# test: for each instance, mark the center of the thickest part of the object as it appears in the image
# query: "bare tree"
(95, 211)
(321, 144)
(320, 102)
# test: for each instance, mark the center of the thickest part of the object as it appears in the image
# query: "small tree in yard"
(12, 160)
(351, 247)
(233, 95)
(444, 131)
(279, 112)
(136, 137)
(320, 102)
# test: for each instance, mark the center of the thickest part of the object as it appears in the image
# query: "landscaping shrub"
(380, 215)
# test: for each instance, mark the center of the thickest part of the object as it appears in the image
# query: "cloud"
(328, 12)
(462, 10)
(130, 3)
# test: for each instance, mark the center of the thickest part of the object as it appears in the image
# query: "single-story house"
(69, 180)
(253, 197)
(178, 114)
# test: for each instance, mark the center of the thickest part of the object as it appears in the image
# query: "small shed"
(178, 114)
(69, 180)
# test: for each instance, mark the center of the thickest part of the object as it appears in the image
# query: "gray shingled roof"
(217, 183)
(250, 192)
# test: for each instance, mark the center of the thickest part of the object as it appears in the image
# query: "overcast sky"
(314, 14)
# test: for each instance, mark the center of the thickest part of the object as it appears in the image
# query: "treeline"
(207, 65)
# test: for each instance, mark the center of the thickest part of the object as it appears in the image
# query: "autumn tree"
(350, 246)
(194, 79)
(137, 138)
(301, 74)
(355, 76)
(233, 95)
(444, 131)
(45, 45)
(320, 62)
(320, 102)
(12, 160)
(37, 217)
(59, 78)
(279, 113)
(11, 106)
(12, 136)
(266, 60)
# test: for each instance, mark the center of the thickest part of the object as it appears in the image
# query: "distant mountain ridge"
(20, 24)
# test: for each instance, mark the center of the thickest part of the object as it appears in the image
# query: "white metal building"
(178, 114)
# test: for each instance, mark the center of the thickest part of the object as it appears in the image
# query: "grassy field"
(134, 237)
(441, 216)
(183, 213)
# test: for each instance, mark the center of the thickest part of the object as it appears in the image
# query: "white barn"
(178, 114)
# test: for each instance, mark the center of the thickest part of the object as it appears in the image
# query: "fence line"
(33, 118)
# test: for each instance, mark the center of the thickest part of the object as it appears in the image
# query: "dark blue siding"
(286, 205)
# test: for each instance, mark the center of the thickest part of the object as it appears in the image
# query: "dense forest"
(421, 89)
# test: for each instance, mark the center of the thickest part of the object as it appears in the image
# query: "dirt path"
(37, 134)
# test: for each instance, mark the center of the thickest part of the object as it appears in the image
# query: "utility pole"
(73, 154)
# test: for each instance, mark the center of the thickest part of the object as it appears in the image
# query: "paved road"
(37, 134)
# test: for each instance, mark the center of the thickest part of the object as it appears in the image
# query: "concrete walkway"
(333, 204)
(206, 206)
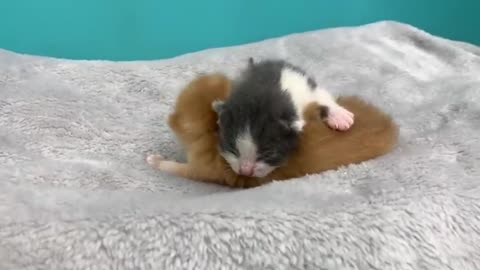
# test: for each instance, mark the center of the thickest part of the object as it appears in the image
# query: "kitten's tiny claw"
(340, 118)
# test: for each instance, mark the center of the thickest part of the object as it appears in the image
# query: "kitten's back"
(374, 134)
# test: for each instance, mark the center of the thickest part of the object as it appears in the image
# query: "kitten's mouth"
(247, 168)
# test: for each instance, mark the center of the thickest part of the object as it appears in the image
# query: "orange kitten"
(194, 122)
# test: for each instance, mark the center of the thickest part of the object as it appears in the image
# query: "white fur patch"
(296, 84)
(246, 146)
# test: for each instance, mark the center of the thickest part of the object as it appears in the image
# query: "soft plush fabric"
(76, 193)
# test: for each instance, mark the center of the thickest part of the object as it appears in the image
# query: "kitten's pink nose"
(247, 168)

━━━━

■ **THE PROBLEM**: Write the listing above out again exactly, dropping each image.

■ **ANSWER TO THIS EXERCISE**:
# test: for each instance, mark the center of the thickest part of the object as it appears in the image
# query: "bare tree"
(95, 211)
(321, 144)
(320, 102)
# test: for each instance, mark the center of the thickest part of the object as it appears in the image
# query: "small tree in yard"
(12, 160)
(351, 247)
(233, 95)
(444, 131)
(279, 112)
(136, 137)
(320, 102)
# test: for each instance, mark the center of the thickest part of the object as it appears in the image
# query: "landscaping shrub"
(380, 215)
# test: for each instance, mark the center of the thickest part of the object as it appears in the image
# query: "cloud"
(328, 12)
(462, 10)
(130, 3)
# test: for each instance, mark the center of the thickest part of the object as it appears in the image
# query: "single-story house"
(69, 180)
(253, 197)
(178, 114)
# test: for each instance, mark the center of the thickest part of the object as it appears in the image
# query: "small shed"
(178, 114)
(69, 180)
# test: for each instance, mark the center of the thickest part of the object as it appears in the image
# query: "gray shingled roof"
(217, 183)
(250, 192)
# test: for each instance, mark the center of the thickest part of the object as it appears in the image
# query: "overcast sky"
(314, 14)
# test: for each instance, mark the center of the thickest part of the object as it appears in the image
# query: "treeline"
(207, 65)
# test: for each instance, mark the center of the thickest part of the object as it appears in the image
# query: "autumn tree"
(350, 246)
(194, 79)
(137, 138)
(301, 74)
(355, 76)
(233, 95)
(444, 131)
(45, 45)
(320, 62)
(320, 102)
(12, 160)
(37, 217)
(59, 78)
(279, 113)
(11, 106)
(12, 136)
(266, 60)
# test: for each instance, mark the center of the thickest part of the object as it appears in the image
# query: "distant mountain ridge"
(20, 24)
# test: for each instance, mark the center of the thickest part of the object as it appears in the image
# query: "white metal building"
(178, 114)
# test: for each instance, mark the center of the thickest part of the object as it appears in the image
# query: "grassy field"
(134, 237)
(441, 216)
(183, 213)
# test: for each instance, mark the center of the thickest part of the object as it appears in the image
# query: "white barn"
(178, 114)
# test: for each instance, mark the center of the thickest part of the object as it appears in the image
# query: "fence line"
(33, 118)
# test: for each instance, mark the center of the thickest part of the object as it appears in the image
# query: "dark blue siding"
(286, 205)
# test: for each instance, mark the center of the thickest part of the object as it appears in the image
# query: "dense forest"
(421, 89)
# test: for each instance, mark the center of the thickest part of the object as it appears in the image
# query: "dirt path"
(37, 134)
# test: for each instance, mark the center of the thickest part of the object as it appears in the image
# query: "utility pole"
(73, 154)
# test: for each instance, mark the center of the thickest part of the object as it appears in the image
# query: "paved road"
(37, 134)
# test: for each instance, mark the center of the thickest part of the object as it appears in the image
# query: "concrete walkway"
(333, 204)
(206, 206)
# test: for each instance, mark the center of the thickest part of the object as it appears in the image
# query: "kitten's tiny claw"
(340, 118)
# test: for each instance, mark the center of the thickest part of the object as it appears in the image
# query: "kitten's back"
(374, 134)
# test: for each instance, mark the center of the thickest part of the object as it appears in the image
# query: "kitten's mouth"
(247, 168)
# test: for each instance, mark the center of the thickest part of the object as it appears in the image
# query: "orange kitten"
(194, 122)
# test: for each instance, mark the center of the thickest part of the object as it appears in the image
# query: "white fur patch"
(296, 84)
(246, 146)
# test: for each instance, mark the center of the thickest part of the object as it appears in the image
# query: "soft plush fabric"
(76, 193)
# test: for each instance, mark the center of the thickest part of the object as it appears in the image
# query: "kitten's pink nose"
(247, 168)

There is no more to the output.